→ TASK DIRECTIONS
Copy out all of the material exactly as presented.

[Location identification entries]
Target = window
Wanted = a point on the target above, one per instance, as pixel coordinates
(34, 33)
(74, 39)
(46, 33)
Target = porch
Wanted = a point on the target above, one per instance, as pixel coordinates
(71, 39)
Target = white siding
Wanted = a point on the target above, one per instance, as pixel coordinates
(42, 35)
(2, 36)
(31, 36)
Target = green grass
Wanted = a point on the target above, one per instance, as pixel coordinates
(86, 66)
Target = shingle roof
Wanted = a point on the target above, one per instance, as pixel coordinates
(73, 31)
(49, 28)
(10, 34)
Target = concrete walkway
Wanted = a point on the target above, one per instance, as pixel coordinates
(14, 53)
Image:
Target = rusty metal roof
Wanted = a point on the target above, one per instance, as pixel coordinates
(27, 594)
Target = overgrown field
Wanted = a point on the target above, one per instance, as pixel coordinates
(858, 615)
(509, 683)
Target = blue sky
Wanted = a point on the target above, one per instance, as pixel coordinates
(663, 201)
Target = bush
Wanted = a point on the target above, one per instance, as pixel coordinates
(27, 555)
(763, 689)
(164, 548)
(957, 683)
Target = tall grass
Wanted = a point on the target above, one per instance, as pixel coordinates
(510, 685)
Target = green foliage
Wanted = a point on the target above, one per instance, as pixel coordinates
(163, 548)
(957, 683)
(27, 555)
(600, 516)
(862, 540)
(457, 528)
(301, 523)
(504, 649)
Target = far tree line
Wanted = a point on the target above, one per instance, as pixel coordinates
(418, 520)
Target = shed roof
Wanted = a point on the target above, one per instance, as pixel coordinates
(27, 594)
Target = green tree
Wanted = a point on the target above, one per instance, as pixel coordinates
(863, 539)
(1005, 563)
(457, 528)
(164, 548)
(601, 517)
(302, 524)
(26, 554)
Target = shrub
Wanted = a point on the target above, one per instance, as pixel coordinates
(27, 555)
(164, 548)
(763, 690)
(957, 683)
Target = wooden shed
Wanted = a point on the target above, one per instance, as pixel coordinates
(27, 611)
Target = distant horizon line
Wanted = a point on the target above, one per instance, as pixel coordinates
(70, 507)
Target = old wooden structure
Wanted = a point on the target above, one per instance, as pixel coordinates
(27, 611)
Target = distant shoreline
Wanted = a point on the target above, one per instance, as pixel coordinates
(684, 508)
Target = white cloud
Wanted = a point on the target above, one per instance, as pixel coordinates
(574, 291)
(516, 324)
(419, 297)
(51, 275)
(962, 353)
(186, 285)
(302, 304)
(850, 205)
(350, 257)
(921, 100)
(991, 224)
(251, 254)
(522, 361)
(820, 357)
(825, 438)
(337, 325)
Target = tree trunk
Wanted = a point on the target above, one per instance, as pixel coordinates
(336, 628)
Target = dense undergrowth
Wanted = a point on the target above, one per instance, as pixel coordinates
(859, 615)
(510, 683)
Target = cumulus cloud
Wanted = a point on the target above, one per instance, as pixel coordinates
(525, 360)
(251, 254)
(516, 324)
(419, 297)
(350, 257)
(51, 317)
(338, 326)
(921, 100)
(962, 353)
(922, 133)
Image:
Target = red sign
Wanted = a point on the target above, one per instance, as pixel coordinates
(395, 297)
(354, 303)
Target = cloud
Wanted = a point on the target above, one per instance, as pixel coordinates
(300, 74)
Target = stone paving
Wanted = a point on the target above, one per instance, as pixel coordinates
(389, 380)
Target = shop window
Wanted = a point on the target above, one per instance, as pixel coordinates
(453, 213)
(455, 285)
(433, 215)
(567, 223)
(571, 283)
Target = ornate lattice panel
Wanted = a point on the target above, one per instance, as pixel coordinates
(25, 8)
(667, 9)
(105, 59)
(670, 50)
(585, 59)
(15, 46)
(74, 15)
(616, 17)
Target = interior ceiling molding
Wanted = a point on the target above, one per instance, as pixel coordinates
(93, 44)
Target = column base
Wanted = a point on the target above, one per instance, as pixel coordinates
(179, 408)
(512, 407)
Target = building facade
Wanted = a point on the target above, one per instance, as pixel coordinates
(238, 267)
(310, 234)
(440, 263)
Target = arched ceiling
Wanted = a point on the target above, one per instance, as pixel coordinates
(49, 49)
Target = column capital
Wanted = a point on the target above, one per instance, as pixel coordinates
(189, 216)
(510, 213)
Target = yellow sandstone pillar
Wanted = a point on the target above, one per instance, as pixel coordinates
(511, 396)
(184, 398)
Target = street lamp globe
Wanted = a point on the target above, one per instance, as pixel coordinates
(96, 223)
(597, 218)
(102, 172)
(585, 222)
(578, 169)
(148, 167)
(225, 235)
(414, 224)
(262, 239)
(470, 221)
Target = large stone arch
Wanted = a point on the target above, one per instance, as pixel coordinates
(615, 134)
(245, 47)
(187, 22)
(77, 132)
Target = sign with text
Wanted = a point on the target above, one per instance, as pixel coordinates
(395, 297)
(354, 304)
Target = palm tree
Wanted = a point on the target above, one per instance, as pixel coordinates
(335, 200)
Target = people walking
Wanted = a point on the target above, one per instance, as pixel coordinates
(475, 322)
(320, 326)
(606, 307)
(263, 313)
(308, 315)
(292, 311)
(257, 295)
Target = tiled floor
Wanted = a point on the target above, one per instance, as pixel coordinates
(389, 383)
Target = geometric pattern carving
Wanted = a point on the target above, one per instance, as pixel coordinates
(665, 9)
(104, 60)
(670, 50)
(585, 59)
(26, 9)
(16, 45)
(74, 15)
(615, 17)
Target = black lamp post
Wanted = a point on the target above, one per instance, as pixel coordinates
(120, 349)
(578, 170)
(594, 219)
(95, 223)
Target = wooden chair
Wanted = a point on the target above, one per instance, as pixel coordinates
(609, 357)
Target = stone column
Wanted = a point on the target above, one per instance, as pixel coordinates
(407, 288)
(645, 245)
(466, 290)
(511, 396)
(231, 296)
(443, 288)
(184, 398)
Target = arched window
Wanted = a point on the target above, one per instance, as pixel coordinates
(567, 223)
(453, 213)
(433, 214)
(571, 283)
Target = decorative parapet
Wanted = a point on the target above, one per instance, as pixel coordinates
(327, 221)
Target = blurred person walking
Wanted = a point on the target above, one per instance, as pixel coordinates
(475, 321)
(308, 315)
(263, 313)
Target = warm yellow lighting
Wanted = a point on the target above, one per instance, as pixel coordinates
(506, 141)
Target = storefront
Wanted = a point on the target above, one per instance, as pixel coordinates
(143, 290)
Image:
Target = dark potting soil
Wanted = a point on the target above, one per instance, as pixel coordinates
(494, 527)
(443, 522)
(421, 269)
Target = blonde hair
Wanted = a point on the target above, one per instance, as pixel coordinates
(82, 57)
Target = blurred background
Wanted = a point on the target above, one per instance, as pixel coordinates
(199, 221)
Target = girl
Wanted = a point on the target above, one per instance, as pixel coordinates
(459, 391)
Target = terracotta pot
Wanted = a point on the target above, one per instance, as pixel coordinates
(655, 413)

→ EXPECTED ANSWER
Target = window
Wanted = a point on the target above, one per instance, as pixel coordinates
(34, 33)
(74, 39)
(46, 33)
Target = porch
Wanted = a point on the target above, one per instance, as pixel coordinates
(71, 39)
Target = white siding
Wanted = a point on the target above, one per instance, as pixel coordinates
(42, 35)
(2, 36)
(31, 36)
Target = green grass
Wanted = a point on the target above, one per instance, as pixel coordinates
(86, 66)
Target = shingle roof
Wanted = a point on the target above, one per instance, as pixel coordinates
(73, 31)
(49, 28)
(10, 34)
Target = concrete walkway
Wanted = a point on the target above, one per instance, as pixel coordinates
(14, 53)
Image:
Target = rusty metal roof
Wanted = a point on the target above, one per instance, as pixel coordinates
(27, 594)
Target = overgrown field
Wanted = a point on the target above, one per instance, as pixel coordinates
(858, 615)
(509, 683)
Target = blue sky
Wanted = a point on the target above, one per instance, as pixel coordinates
(663, 201)
Target = bush
Wanted = a point on the target above, one per instance, as pixel coordinates
(27, 555)
(763, 689)
(164, 548)
(957, 683)
Target = tall grass
Wanted = a point on the target above, one per instance, as pixel coordinates
(510, 685)
Target = green foliage
Wanted = a point on the target above, one per instance, as pixel coordinates
(163, 548)
(957, 683)
(27, 555)
(600, 516)
(862, 540)
(457, 528)
(301, 523)
(504, 649)
Target = far tree line
Wanted = a point on the target above, one per instance, as pixel coordinates
(418, 520)
Target = shed roof
Wanted = a point on the target above, one per instance, as pixel coordinates
(27, 594)
Target = green tree
Wanted = a point on the target above, one per instance, as pixel coordinates
(863, 539)
(1005, 563)
(457, 528)
(164, 548)
(601, 517)
(302, 524)
(26, 554)
Target = shrub
Wanted = a point on the target above, one per instance, as pixel coordinates
(27, 555)
(164, 548)
(763, 690)
(957, 683)
Target = wooden shed
Wanted = a point on the target above, one per instance, as pixel coordinates
(27, 611)
Target = distant horizon line
Wanted = a point on the target above, one per instance, as pixel coordinates
(70, 507)
Target = old wooden structure
Wanted = a point on the target above, one per instance, as pixel coordinates
(27, 611)
Target = distant shoreline
Wanted = a point on the target above, one per instance, as pixel coordinates
(684, 508)
Target = white cloud
Wanted = a point on the target above, one per instance, as pixel coordinates
(574, 291)
(516, 324)
(419, 297)
(51, 275)
(962, 353)
(186, 285)
(302, 304)
(850, 205)
(350, 257)
(921, 100)
(991, 224)
(251, 254)
(522, 361)
(820, 357)
(825, 438)
(337, 325)
Target = tree trunk
Wanted = a point on the target above, one per instance, as pixel coordinates
(336, 628)
Target = dense undergrowth
Wanted = a point on the target above, one per instance, as pixel coordinates
(859, 615)
(510, 683)
Target = cumulus cloud
Wanted = a point on the target above, one per instance, as pixel coordinates
(525, 360)
(251, 254)
(516, 324)
(419, 297)
(350, 257)
(51, 317)
(338, 326)
(921, 100)
(962, 353)
(922, 133)
Image:
Target = red sign
Wanted = a point on the target above, one per instance, as pixel coordinates
(395, 297)
(354, 303)
Target = cloud
Wanted = a point on the target above, one per instance, as pixel coordinates
(300, 74)
Target = stone paving
Wanted = a point on the target above, one per instance, as pixel coordinates
(389, 380)
Target = shop window
Wanted = a point on the target above, one per instance, as pixel coordinates
(453, 213)
(455, 285)
(433, 215)
(567, 223)
(571, 283)
Target = ornate lattice panel
Wanted = a point on the target above, one per instance, as pixel coordinates
(25, 8)
(667, 9)
(105, 59)
(670, 50)
(585, 59)
(15, 46)
(74, 15)
(616, 17)
Target = interior ceiling molding
Wanted = a point on the target above, one per instance, as pixel coordinates
(93, 44)
Target = column base
Wanted = a point on the target above, one per instance, as pixel coordinates
(179, 408)
(512, 407)
Target = building facade
Wanted = a point on the target above, one per instance, as pixel coordinates
(238, 267)
(310, 234)
(440, 263)
Target = arched ceiling
Wanted = a point on the target above, one per instance, as pixel coordinates
(49, 49)
Target = column capital
Wanted = a point on the target above, one per instance, as pixel coordinates
(189, 216)
(510, 213)
Target = yellow sandstone pillar
Wanted = a point on the target above, one per instance, as pixel coordinates
(511, 396)
(184, 398)
Target = street lamp globe
Wanted = a point on the target above, one per instance, as pixel coordinates
(96, 223)
(597, 218)
(102, 172)
(585, 222)
(578, 169)
(148, 167)
(225, 235)
(414, 224)
(262, 239)
(470, 221)
Target = large stone arch
Wanted = a point on the target above, one per instance, as pixel coordinates
(615, 134)
(245, 47)
(187, 22)
(77, 132)
Target = sign with text
Wanted = a point on the target above, one per instance, as pixel coordinates
(395, 297)
(354, 304)
Target = palm tree
Wanted = a point on the target above, one per instance, as pixel coordinates
(335, 200)
Target = people walking
Wanted = a point on the target above, one per instance, as pixel coordinates
(475, 322)
(320, 326)
(606, 307)
(263, 313)
(308, 315)
(292, 311)
(257, 295)
Target = tiled floor
Wanted = a point on the target above, one per instance, as pixel coordinates
(389, 383)
Target = geometric pattern carving
Wanted = a point on the target above, one per instance, as pixel coordinates
(665, 9)
(104, 60)
(670, 50)
(585, 59)
(26, 9)
(16, 45)
(74, 15)
(615, 17)
Target = black lamp post
Wanted = a point on the target above, one per instance, as pixel coordinates
(120, 349)
(578, 170)
(594, 219)
(95, 223)
Target = wooden chair
Wanted = a point on the target above, one per instance, as pixel coordinates
(609, 357)
Target = stone column
Wanted = a point on the target above, one per instance, as pixel coordinates
(407, 288)
(645, 245)
(466, 290)
(511, 396)
(231, 296)
(443, 288)
(184, 398)
Target = arched window
Wanted = a point on the target above, one per instance, as pixel coordinates
(567, 223)
(453, 213)
(433, 214)
(571, 283)
Target = decorative parapet
Wanted = a point on the target above, one per instance, as pixel coordinates
(327, 221)
Target = blurred person walking
Wanted = a point on the target above, one per instance, as pixel coordinates
(475, 321)
(308, 315)
(263, 313)
Target = warm yellow lighting
Wanted = a point on the target above, one per instance, as pixel coordinates
(506, 141)
Target = storefront
Wanted = a point on the target above, one per instance, as pixel coordinates
(143, 290)
Image:
Target = dark potting soil
Wanted = a point on the target above, one per instance, as pixel coordinates
(494, 527)
(443, 522)
(421, 269)
Target = blonde hair
Wanted = a point on the target above, one per instance, as pixel coordinates
(82, 57)
Target = blurred background
Wanted = a point on the target above, one per instance, as pixel coordinates
(199, 221)
Target = girl
Wanted = a point on the target above, one per instance, as pixel coordinates
(459, 391)
Target = terracotta pot
Wanted = a point on the target above, one per instance, as pixel coordinates
(655, 413)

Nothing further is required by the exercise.